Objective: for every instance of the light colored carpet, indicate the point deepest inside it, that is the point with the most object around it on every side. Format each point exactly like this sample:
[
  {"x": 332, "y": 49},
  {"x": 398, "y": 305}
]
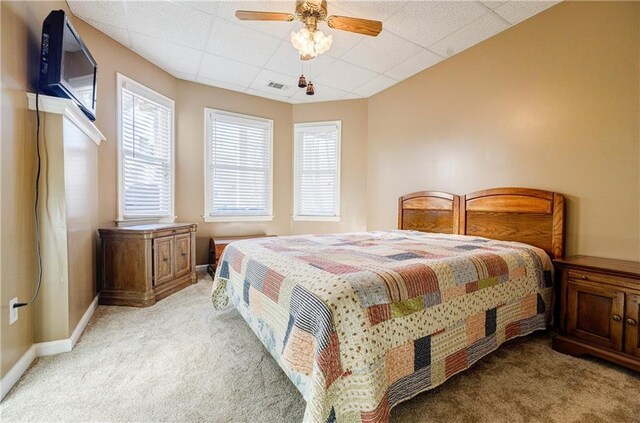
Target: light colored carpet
[{"x": 182, "y": 361}]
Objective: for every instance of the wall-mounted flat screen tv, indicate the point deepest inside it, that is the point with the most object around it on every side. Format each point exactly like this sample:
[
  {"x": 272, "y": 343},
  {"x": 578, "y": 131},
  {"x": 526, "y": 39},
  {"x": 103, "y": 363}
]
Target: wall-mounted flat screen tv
[{"x": 67, "y": 69}]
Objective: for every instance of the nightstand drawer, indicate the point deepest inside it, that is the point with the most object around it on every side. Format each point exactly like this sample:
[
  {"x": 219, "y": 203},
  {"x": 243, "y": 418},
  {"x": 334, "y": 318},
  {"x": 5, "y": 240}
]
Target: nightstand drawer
[
  {"x": 591, "y": 276},
  {"x": 600, "y": 308}
]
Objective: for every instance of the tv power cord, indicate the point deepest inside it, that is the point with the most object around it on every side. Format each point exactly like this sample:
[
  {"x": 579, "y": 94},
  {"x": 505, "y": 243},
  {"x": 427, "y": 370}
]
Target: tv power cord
[{"x": 35, "y": 209}]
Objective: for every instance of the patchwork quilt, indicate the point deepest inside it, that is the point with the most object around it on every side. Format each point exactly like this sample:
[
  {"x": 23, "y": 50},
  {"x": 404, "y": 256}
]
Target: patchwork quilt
[{"x": 360, "y": 322}]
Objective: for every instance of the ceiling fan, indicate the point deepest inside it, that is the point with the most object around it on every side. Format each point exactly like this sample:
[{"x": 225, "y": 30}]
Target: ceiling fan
[{"x": 310, "y": 41}]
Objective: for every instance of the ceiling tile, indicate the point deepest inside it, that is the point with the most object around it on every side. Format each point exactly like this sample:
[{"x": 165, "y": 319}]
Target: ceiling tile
[
  {"x": 220, "y": 84},
  {"x": 518, "y": 11},
  {"x": 351, "y": 96},
  {"x": 265, "y": 76},
  {"x": 322, "y": 93},
  {"x": 342, "y": 41},
  {"x": 206, "y": 6},
  {"x": 376, "y": 10},
  {"x": 185, "y": 76},
  {"x": 281, "y": 30},
  {"x": 382, "y": 52},
  {"x": 106, "y": 12},
  {"x": 237, "y": 42},
  {"x": 244, "y": 55},
  {"x": 167, "y": 55},
  {"x": 344, "y": 76},
  {"x": 375, "y": 85},
  {"x": 118, "y": 34},
  {"x": 269, "y": 95},
  {"x": 417, "y": 63},
  {"x": 477, "y": 31},
  {"x": 493, "y": 4},
  {"x": 287, "y": 61},
  {"x": 170, "y": 22},
  {"x": 425, "y": 23},
  {"x": 226, "y": 70}
]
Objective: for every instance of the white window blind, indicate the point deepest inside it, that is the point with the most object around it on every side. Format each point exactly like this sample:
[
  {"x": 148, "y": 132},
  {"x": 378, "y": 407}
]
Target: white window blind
[
  {"x": 317, "y": 171},
  {"x": 146, "y": 156},
  {"x": 239, "y": 167}
]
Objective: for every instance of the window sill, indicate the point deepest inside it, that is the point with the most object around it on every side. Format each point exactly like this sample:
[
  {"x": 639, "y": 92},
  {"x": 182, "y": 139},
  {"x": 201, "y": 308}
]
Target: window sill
[
  {"x": 145, "y": 221},
  {"x": 317, "y": 218},
  {"x": 210, "y": 219}
]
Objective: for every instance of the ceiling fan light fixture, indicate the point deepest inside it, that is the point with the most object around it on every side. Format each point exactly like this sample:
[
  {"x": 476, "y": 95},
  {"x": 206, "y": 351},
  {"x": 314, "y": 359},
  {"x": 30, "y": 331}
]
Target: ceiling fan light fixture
[
  {"x": 302, "y": 82},
  {"x": 310, "y": 43}
]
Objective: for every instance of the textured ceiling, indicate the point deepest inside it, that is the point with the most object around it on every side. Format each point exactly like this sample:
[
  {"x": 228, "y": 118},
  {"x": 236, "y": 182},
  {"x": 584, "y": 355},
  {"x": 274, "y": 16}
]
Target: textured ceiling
[{"x": 203, "y": 41}]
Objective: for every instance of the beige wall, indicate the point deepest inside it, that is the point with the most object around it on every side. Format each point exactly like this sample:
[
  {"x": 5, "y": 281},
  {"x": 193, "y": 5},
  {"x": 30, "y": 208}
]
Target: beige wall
[
  {"x": 18, "y": 34},
  {"x": 551, "y": 103},
  {"x": 353, "y": 169},
  {"x": 190, "y": 103},
  {"x": 20, "y": 40}
]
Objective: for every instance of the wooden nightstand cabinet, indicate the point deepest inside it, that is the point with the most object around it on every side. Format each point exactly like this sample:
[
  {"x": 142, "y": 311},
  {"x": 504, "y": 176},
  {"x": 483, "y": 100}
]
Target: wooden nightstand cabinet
[
  {"x": 600, "y": 307},
  {"x": 143, "y": 264},
  {"x": 217, "y": 246}
]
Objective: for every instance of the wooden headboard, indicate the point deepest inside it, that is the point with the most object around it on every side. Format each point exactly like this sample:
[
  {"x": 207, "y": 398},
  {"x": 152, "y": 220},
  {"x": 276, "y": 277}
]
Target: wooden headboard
[
  {"x": 429, "y": 211},
  {"x": 531, "y": 216}
]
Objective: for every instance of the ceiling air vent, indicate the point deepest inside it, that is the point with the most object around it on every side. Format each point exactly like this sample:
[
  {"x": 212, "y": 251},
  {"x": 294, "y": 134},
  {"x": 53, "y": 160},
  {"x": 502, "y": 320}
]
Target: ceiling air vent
[{"x": 277, "y": 85}]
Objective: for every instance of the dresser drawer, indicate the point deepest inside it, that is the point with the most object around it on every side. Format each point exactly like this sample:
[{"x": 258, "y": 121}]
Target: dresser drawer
[
  {"x": 182, "y": 255},
  {"x": 163, "y": 257}
]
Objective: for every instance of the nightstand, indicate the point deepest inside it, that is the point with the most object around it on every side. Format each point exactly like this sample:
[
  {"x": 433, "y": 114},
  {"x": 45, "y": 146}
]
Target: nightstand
[
  {"x": 217, "y": 246},
  {"x": 599, "y": 309}
]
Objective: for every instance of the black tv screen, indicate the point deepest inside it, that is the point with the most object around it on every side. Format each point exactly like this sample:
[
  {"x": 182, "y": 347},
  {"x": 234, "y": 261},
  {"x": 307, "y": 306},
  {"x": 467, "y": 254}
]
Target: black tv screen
[{"x": 67, "y": 68}]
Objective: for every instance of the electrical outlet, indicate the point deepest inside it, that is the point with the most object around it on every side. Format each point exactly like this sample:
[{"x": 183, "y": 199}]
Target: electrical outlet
[{"x": 13, "y": 312}]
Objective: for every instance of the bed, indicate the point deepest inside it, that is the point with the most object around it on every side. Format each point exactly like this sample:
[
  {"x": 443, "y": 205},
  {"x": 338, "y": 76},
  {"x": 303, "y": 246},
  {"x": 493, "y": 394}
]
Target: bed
[{"x": 363, "y": 321}]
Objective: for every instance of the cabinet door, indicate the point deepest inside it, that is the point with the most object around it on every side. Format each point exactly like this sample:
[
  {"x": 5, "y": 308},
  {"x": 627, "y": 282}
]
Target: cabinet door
[
  {"x": 594, "y": 313},
  {"x": 183, "y": 254},
  {"x": 632, "y": 327},
  {"x": 163, "y": 260}
]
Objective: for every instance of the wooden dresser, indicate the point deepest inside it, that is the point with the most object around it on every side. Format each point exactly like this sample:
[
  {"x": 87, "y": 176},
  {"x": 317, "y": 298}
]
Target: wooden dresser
[
  {"x": 143, "y": 264},
  {"x": 600, "y": 307}
]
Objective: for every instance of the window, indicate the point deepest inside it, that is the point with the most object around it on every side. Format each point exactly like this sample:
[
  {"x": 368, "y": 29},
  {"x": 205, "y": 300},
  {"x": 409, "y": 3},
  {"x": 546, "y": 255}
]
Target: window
[
  {"x": 317, "y": 171},
  {"x": 238, "y": 164},
  {"x": 145, "y": 154}
]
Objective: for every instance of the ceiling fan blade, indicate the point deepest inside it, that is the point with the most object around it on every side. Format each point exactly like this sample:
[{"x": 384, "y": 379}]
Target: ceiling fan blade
[
  {"x": 357, "y": 25},
  {"x": 248, "y": 15}
]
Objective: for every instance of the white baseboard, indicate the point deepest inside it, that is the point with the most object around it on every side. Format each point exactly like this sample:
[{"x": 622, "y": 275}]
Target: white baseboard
[
  {"x": 82, "y": 324},
  {"x": 16, "y": 372},
  {"x": 45, "y": 348}
]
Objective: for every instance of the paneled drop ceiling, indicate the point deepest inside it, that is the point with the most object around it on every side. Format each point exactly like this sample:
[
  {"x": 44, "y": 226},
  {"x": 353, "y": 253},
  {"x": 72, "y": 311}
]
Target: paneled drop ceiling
[{"x": 203, "y": 41}]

WHAT THIS TASK INVOLVES ->
Retype nothing except the lines from the line holding "Objective: for every instance of the wooden dresser, indicate" through the last line of the entries, both included.

OUTPUT BELOW ->
Objective: for every instance of the wooden dresser, indicate the point deepest inside it, that is the point with the most object around it on every side. Format each point exactly like this sample:
[
  {"x": 87, "y": 176},
  {"x": 317, "y": 298}
]
Target: wooden dresser
[
  {"x": 143, "y": 264},
  {"x": 600, "y": 307}
]
Objective: for every instance of the window, indicate the point deepest inside it, that is the point with the most object around it on every side. Format each point exactly like this sample:
[
  {"x": 368, "y": 29},
  {"x": 205, "y": 300},
  {"x": 409, "y": 3},
  {"x": 546, "y": 255}
]
Target: window
[
  {"x": 317, "y": 171},
  {"x": 238, "y": 164},
  {"x": 145, "y": 154}
]
Objective: for every instance of the ceiling fan blade, indicate the point deepest inside it, that is the point with the most object around it on every side. Format each point exactly like this sample:
[{"x": 384, "y": 379}]
Target: ceiling fan blade
[
  {"x": 357, "y": 25},
  {"x": 248, "y": 15}
]
Objective: for every instance of the white baseboard, indicate the point deepest inside it, that is the point with the most object around it on every side. Format each point exactly like this sample:
[{"x": 622, "y": 275}]
Target: white baseboard
[
  {"x": 82, "y": 324},
  {"x": 16, "y": 372},
  {"x": 45, "y": 348}
]
Objective: for every instance of the paneled drop ceiling, indicate the point deepest inside it, that is the point with the most object around it on every side. Format each point exactly like this sample:
[
  {"x": 44, "y": 226},
  {"x": 353, "y": 253},
  {"x": 72, "y": 311}
]
Target: paneled drop ceiling
[{"x": 203, "y": 41}]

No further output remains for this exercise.